Copy the cocktail text from "I perk up even" to "this come July.", swapping "tomato" for "peach".

■ **Text section**
======
I perk up even more when I see what Yamamoto pulls out for drink number three: a huge, incredibly juicy looking tomato. The way the tomato is muddled is almost sexual, ripe fruit spilling over the strainer, the sound the glass muddler makes when it hits that specific spot between thin, vegetal skin and sweet fruit juice. Yamamoto deftly mixes it with Lone Wolf gin, which is distilled using Scottish barley and wheat with a nice addition of lavender, and tops the cocktail with green sencha tea. Every single ice cube is picked with precision. The tomato drink is beautifully pink-hued, smells like summer, and perfectly utilizes the gin’s lavender. It whets your appetite, I could easily guzzle a whole pitcher of this come July.
The Halfway Point
We’re now halfway through our menu and I’m feeling only the tiniest bit tipsy. Yamamoto has a light hand when pouring alcohol – sensible when serving six cocktails. Drink number four contains pomelo juice, freshly grated wasabi, and sparkling sake. The drink seems larger than life, the carbonation spreads the wasabi’s spiciness around the mouth like a fiery wave. It is tart and yeasty. An incredible cocktail with a lot of savory notes that remind me of natural wine and would do well on a spring evening, sitting on a porch, enjoying a crunchy salad with some freshly baked sourdough.
======
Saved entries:
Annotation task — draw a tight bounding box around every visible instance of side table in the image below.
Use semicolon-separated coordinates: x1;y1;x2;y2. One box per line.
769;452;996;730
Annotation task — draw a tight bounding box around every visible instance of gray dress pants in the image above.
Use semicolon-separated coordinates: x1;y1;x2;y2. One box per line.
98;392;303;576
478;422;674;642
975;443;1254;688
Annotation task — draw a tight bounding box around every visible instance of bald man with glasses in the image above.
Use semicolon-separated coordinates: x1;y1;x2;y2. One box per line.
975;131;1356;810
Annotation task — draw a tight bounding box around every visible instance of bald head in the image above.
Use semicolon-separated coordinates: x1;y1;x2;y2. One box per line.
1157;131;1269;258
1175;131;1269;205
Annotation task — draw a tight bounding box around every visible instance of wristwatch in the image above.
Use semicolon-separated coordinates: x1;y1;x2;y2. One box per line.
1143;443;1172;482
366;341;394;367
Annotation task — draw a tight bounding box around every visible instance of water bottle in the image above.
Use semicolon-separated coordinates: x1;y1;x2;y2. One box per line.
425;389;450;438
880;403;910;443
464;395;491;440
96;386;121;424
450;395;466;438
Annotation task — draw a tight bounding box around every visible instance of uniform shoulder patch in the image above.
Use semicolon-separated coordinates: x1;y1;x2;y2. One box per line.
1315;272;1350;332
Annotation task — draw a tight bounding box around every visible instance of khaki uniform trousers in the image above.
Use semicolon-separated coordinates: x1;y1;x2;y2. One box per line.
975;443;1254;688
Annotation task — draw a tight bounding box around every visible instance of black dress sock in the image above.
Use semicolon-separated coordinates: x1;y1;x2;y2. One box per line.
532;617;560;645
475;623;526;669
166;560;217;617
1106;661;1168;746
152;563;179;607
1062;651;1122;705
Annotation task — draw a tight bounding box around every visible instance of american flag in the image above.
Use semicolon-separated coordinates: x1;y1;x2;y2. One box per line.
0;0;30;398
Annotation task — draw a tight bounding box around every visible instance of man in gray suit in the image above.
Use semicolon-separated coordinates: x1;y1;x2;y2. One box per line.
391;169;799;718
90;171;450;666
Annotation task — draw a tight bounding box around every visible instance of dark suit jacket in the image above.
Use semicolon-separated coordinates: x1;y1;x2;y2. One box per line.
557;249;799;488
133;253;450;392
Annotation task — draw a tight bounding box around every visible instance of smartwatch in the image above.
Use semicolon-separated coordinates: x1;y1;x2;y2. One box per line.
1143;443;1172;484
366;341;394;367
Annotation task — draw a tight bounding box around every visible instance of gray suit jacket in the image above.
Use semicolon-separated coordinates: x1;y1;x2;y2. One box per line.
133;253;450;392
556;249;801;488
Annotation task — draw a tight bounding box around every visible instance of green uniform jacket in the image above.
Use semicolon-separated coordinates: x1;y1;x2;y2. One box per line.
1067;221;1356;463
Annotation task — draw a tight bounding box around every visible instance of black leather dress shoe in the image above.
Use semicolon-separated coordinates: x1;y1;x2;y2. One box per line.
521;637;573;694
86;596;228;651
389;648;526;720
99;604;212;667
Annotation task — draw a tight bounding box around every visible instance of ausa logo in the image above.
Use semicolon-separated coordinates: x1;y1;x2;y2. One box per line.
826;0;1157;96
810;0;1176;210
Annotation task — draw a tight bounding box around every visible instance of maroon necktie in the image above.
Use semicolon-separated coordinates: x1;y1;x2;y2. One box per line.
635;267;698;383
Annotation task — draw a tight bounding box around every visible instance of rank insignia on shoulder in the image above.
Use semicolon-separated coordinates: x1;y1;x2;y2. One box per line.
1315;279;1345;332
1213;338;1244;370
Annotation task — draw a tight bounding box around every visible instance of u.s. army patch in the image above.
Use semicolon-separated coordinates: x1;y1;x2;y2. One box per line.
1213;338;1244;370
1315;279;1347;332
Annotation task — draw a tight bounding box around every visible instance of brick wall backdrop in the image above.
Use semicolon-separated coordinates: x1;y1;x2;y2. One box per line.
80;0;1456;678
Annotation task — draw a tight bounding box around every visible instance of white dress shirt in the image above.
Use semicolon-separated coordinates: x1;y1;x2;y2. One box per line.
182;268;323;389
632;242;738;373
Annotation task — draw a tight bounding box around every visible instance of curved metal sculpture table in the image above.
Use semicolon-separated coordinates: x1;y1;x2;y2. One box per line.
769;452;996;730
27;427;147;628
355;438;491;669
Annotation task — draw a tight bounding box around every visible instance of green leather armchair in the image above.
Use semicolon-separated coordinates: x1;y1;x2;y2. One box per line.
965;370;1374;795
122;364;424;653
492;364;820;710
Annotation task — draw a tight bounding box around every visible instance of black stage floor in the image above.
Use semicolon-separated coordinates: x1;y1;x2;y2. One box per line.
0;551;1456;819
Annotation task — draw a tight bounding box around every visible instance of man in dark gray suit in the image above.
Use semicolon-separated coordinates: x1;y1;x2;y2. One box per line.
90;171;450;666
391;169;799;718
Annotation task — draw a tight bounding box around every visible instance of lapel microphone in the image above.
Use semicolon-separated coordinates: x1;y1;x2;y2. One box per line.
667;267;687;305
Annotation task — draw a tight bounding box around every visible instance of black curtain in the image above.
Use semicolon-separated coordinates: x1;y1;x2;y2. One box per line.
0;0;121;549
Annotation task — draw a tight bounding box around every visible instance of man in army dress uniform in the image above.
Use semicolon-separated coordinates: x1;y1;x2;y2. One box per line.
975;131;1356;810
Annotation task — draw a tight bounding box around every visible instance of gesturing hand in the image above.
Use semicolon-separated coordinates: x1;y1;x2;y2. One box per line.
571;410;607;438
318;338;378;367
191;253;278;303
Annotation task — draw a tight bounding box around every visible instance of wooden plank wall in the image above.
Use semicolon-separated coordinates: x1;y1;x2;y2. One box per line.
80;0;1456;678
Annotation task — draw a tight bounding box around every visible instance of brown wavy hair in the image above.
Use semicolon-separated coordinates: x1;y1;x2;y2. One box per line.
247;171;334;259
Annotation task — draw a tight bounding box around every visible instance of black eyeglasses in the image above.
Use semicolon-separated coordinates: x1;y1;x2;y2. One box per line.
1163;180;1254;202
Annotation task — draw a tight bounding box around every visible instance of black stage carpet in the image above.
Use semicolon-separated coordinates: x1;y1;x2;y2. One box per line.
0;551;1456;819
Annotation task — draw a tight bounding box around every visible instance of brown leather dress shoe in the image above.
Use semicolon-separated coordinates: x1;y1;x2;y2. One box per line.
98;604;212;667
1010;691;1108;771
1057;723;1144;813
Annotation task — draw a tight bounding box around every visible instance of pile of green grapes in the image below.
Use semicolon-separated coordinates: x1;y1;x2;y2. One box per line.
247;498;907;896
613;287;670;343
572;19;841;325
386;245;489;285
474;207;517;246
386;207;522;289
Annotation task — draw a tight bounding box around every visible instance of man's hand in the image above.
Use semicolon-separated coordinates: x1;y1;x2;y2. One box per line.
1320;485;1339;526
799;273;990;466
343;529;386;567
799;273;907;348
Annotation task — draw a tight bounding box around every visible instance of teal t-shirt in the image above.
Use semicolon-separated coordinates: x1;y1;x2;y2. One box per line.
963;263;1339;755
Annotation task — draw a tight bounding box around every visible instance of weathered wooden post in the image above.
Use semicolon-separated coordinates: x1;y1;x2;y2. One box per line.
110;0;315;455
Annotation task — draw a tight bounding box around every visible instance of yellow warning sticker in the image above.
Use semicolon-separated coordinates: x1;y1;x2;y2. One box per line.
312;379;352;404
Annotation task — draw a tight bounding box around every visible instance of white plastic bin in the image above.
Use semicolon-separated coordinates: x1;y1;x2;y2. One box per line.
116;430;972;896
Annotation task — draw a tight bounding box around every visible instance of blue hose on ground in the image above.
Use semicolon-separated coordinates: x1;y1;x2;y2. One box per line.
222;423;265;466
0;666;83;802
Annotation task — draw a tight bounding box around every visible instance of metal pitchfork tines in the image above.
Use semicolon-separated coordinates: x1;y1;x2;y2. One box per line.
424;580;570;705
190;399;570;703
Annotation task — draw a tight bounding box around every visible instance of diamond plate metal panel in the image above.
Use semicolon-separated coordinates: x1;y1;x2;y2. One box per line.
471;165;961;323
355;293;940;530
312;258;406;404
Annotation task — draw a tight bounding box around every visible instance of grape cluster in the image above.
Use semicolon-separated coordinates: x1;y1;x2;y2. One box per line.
======
■ **Solved problem**
I perk up even more when I see what Yamamoto pulls out for drink number three: a huge, incredibly juicy looking peach. The way the peach is muddled is almost sexual, ripe fruit spilling over the strainer, the sound the glass muddler makes when it hits that specific spot between thin, vegetal skin and sweet fruit juice. Yamamoto deftly mixes it with Lone Wolf gin, which is distilled using Scottish barley and wheat with a nice addition of lavender, and tops the cocktail with green sencha tea. Every single ice cube is picked with precision. The peach drink is beautifully pink-hued, smells like summer, and perfectly utilizes the gin’s lavender. It whets your appetite, I could easily guzzle a whole pitcher of this come July.